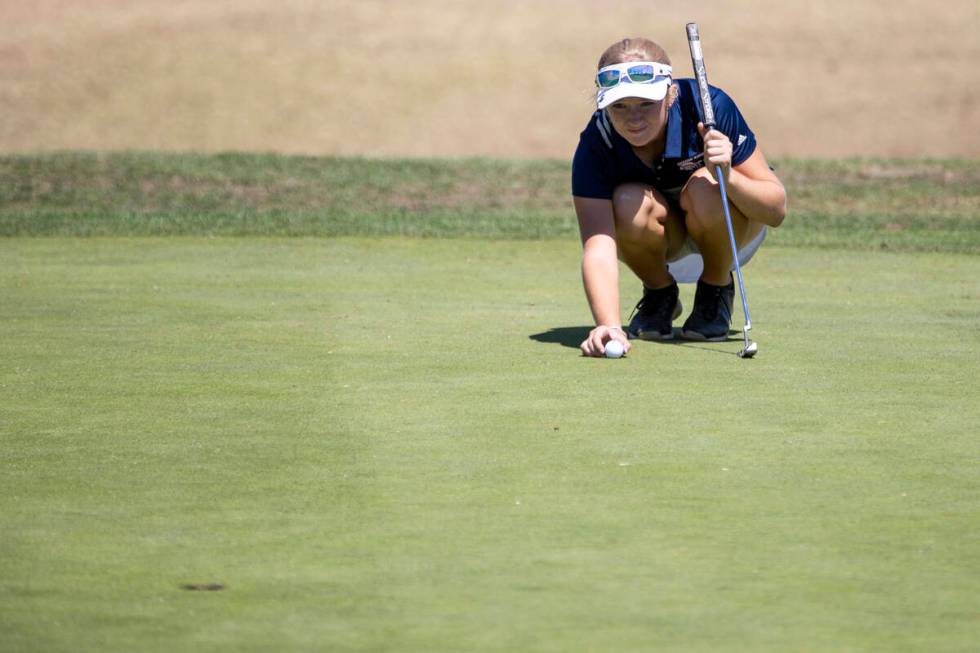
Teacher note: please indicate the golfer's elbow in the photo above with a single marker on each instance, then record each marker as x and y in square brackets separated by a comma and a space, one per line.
[777, 209]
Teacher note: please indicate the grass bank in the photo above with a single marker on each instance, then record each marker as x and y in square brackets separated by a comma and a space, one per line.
[923, 205]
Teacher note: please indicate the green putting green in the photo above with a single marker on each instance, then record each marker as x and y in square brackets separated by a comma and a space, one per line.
[364, 444]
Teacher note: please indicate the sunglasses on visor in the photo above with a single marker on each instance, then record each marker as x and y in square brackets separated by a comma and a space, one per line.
[636, 73]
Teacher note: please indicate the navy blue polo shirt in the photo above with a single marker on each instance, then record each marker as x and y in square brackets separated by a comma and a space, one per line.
[604, 159]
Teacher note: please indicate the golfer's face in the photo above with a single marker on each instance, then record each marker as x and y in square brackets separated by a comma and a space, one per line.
[638, 120]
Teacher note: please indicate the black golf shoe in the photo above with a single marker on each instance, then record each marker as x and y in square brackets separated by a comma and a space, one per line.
[712, 313]
[654, 312]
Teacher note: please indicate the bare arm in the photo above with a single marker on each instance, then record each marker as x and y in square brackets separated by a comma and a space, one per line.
[600, 271]
[752, 185]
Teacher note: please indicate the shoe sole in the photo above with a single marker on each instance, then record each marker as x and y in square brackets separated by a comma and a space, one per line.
[700, 337]
[656, 335]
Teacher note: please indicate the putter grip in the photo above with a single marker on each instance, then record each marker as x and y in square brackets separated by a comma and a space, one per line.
[700, 74]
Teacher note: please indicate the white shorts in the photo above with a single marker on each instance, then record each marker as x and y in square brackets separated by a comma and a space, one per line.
[688, 265]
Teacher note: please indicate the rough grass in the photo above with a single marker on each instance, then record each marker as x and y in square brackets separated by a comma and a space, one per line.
[856, 204]
[472, 78]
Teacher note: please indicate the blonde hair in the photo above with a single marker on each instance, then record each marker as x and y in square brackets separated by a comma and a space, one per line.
[637, 49]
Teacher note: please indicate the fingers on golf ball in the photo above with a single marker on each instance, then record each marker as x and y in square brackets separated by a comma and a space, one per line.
[614, 349]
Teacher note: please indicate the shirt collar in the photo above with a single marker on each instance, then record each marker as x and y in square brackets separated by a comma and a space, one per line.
[672, 149]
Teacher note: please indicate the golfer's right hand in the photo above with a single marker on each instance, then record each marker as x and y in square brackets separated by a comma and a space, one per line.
[595, 344]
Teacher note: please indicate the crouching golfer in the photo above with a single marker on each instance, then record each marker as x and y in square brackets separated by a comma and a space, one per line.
[644, 192]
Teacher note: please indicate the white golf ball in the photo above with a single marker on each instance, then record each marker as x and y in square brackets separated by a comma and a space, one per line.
[614, 349]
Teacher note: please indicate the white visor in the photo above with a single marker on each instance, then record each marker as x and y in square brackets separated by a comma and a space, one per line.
[644, 79]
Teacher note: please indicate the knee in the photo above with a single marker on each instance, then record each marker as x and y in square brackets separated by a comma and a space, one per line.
[701, 201]
[640, 211]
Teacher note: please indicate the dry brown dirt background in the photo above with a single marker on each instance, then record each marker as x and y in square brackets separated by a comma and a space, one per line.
[504, 79]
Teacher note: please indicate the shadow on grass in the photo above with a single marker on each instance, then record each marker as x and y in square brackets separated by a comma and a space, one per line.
[564, 336]
[572, 337]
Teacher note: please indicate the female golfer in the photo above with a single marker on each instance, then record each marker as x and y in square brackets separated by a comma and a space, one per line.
[643, 181]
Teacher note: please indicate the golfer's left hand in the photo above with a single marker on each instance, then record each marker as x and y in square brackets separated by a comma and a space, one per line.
[717, 150]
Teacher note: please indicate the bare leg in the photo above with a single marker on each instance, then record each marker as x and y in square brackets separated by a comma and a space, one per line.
[648, 231]
[705, 221]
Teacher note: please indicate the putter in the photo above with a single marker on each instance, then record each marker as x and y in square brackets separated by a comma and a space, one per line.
[708, 112]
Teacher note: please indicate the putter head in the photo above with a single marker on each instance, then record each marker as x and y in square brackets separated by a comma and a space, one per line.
[751, 349]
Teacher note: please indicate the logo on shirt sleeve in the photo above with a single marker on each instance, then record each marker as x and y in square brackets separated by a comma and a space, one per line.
[692, 164]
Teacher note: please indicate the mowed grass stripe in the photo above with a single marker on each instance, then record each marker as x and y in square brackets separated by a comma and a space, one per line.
[392, 443]
[922, 205]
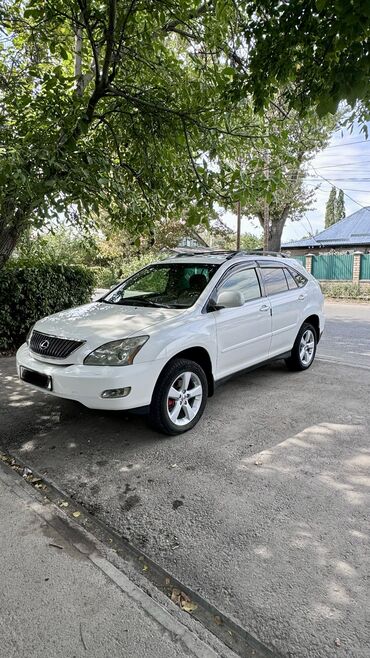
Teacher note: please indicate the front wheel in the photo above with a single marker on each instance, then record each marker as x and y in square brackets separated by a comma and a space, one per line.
[179, 397]
[304, 348]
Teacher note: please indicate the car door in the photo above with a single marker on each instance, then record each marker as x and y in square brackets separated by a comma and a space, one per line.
[283, 293]
[243, 332]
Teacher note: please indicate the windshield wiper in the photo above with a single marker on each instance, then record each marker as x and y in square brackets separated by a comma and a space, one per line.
[137, 301]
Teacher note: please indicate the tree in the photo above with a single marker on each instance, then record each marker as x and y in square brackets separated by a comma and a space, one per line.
[321, 46]
[330, 211]
[112, 105]
[340, 210]
[270, 176]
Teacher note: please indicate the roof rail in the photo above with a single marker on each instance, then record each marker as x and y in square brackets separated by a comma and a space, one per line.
[229, 253]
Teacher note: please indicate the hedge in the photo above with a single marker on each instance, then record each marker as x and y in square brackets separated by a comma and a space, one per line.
[106, 277]
[336, 290]
[28, 293]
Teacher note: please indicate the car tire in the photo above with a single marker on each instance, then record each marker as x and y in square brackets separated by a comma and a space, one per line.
[304, 348]
[178, 413]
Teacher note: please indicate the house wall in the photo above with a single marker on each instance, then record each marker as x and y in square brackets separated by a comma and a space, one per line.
[326, 250]
[338, 267]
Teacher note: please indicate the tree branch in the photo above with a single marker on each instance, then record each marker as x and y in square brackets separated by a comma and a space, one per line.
[110, 42]
[94, 47]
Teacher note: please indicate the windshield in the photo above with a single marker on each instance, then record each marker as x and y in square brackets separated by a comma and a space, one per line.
[171, 285]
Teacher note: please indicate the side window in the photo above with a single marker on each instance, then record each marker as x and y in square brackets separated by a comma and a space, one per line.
[274, 279]
[244, 281]
[292, 284]
[299, 278]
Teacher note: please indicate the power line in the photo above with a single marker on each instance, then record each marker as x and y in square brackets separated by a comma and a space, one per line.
[360, 141]
[345, 193]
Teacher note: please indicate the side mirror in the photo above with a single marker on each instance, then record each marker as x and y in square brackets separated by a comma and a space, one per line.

> [PROBLEM TO SOLVE]:
A verbatim printout of the entries above is expected, free of pictures.

> [OUTPUT OF THE TASK]:
Teacher note: please indicate the golfer's elbow in the photo above with a single marker on each instance, then record each marker as x and y in square brackets separated by a comma and a space, one per line.
[777, 209]
Teacher note: please indicate the grass bank in the photo above with a single marker on each instance, then record each marker as x and y in square brackets separated by a comma and a space, one per line.
[923, 205]
Teacher note: please indicate the green putting green in the photo above with a single marker on each instance, then record each marker as x and y in square brackets separated by a comma and a space, one per line.
[364, 444]
Teacher note: please indicate the sunglasses on visor in the photo above with a single marker on each instance, then record each marker as x and y in square brackets separated by a comma and a space, one per line.
[636, 73]
Teacher note: please indicate the navy blue polo shirt in the photo above with a single marker on each instance, then record each marker as x and y in square brackets separated by a comma and a space, one per line.
[604, 159]
Teacher note: please indicate the golfer's face in the photo above with a single marker on each instance, then record each marker as x and y in square brackets separated by a comma and a space, one per line.
[638, 120]
Teacher note: please indicate the black golf shoe in the photo above with a single marker on each instance, then record each marker as x and y in square brackets separated by a comma and a space, one per line.
[712, 313]
[654, 312]
Teacher note: please indicate the bare arm in the photo above with a single marker on each instance, then record each marker as x and y in square brackets separated by a comma and a space, one per line.
[600, 271]
[752, 185]
Teacher note: please indicate the shoe sole in the photo above with a single marker on each instance, then record each marker as x and y in square brackets separated by a comma and a space, one per line.
[700, 337]
[656, 335]
Teacher note: please indicate the putter grip in the photo above with a single marker on each instance, then record each marker as x and y in square brackets separated by a comma and a space, one per line.
[700, 74]
Teacher note: please indicate the white shorts in the photo above with a single marker on each instance, then record each marker as x and y in square brackets separated by a comma and a space, one per line.
[688, 265]
Teacher note: please indicate the rough grass in the photo above with a single marker on each instance, then record each marker as x and y in square brackets separated by a comma and a space, one per line.
[856, 204]
[472, 78]
Teacher note: please indicate the blonde hair in the photo above with a single marker on each instance, then record each marker as x and y in square brackets separated by a comma and a space, one per line.
[637, 49]
Teacher note: please indicate the fingers on golf ball in the photo above with a single marker on each instance, then record each marker as x and y in square brackets separated by a comma and a space, one per line.
[614, 349]
Teacher note: please indicate the shirt collar in the photo above with a single marker on each instance, then record each marker as x and y in square brackets separated by a comma and a space, one per line.
[672, 149]
Teacher note: please indicate the golfer's right hand in the photo above with a single marker on each instance, then record each marker as x and y in square brackets separated by a comma and a space, one per line.
[595, 344]
Teacher note: please indicate the crouching golfer in the photo above with a single marker on each instance, then record each marker as x and y in square brackets separated by a comma and a space, one per line.
[644, 192]
Teacher note: please indicate the white golf ball in the photo above with a single marker on each instance, then record each marker as x and y in square brackets separated by a comma and a space, one per line.
[614, 349]
Teacher note: please indicate the white visor in the photo above with a single marker on each instance, then record each marker as x and y in square brackets separated by a comma and a space, one per line.
[644, 79]
Teacher note: please indicate the knee in the photo above with a single marker on each instance, then record each marker as x and y in square brackets separated by a comma and a space, one per line.
[701, 201]
[640, 211]
Teacher note: please indicate the dry brown dirt background in the photo above with a single marker on each instance, then record each marker as x and y in square brackets separated by a comma and a space, one per line.
[504, 79]
Teacher note: please indicate the shadow on grass in the photo above with a single marker on each instance, then record each marker as x and y in square brackets separated by a comma and a space, one per line.
[564, 336]
[572, 337]
Teacher note: please indicate the female golfer in the photo above with a single marker on each instance, then record each marker as x and y in square brackets separated by a comma and a space, one per line.
[643, 181]
Teacher note: please indicate the golfer's left hand in the photo above with a single marker on each instance, then record each marker as x and y in square brackets separated by a comma and a space, one per line.
[717, 150]
Teacher note: please indicate the bare leg in the photo above with a single marker on each instance, then record each marker as x and y in square brackets separated by a comma and a space, one per line.
[648, 231]
[705, 221]
Teacher note: please indicate the putter in the photo above with a single marker on each instance, then record each marker as x and y in square brackets separated by a comma and a space, one per line.
[708, 112]
Teacher note: please indicate the putter head in the photo above with a single marker on each instance, then record each marker as x and y in square brackets separated by a comma and a space, one per line.
[751, 349]
Teacher note: please indicate the logo on shirt sleeve in the photo above with a single marker on each instance, then record each marker as x and y in square brackets separated by a comma and a space, one per line.
[692, 164]
Teacher note: please indicate the mowed grass stripe in the photo above with a single marker on each instance, then record each marker as x and y in square brackets separated by a comma and a space, one per line.
[392, 443]
[922, 205]
Teacher note: please indicate the front wheel in the photo above with a single marker on each instance, then record each marker as x and y in square brackets separated by a comma and a space, one per line.
[179, 397]
[304, 348]
Teacher note: please indicate the car door in the photo above with a single marker on each instance, then record each marker as x and y in square brackets separated by a comma and a space, one per line.
[283, 293]
[243, 332]
Teacher note: please indicate the windshield wiper in the photo above with a single marker on each instance, then record each marker as x and y in square brackets separated by a comma and a space, one per line.
[137, 301]
Teacher note: please indicate the tree in the photo above with a single marker on each instance, then record each marker as x and y in square brackets separated by a comma and a space, one per line.
[321, 46]
[330, 211]
[112, 105]
[340, 210]
[270, 176]
Teacher note: please indicate the roof rail in the photo above with a single marker on each instance, then record each marker as x and y in square brackets separated by a comma and a space, one per line.
[229, 253]
Teacher note: please indicate the hedge in the photo above with a single marker on each instance, then record each marker as x and y in square brackets separated by a comma and a space, one per line.
[106, 277]
[336, 290]
[28, 293]
Teacher note: please indicate the car tire in the photo above with a single marker on each instance, then record each marker as x and y in square brackets separated by a comma and a space, one per line.
[304, 348]
[178, 413]
Teacher note: please indicate the house wall in the photo above with a single marker on each instance, then record each marker as x and y in square brackets separated by a comma and a space, one per line.
[326, 250]
[338, 267]
Teacher note: please indicate the tree branch in the photo above with a single marker on each instance, then record each marker as x and y in square brackets separated by a comma and a space, one per line.
[110, 42]
[94, 47]
Teacher note: please indicate the windshield in the photo above with a single marker on each instance, then record each marker as x and y in square brackets separated by a comma and a space, one per line.
[171, 285]
Teacher note: please indicate the side window in the photo above with a single marker on each instance, then record each marker as x and y in square brackets separated by a comma and a space, one per line.
[274, 279]
[244, 281]
[292, 284]
[299, 278]
Teacher note: please indicate the power line in the photo above with a single marker on each instance, then record each marker as x and y in square brackets separated by a comma and a space, one per line.
[360, 141]
[345, 193]
Teacher note: please indicate the side mirror in the photo above with a single marker on each instance, then record each marker as x and y in square brackets separated by a comma and a space, one per line.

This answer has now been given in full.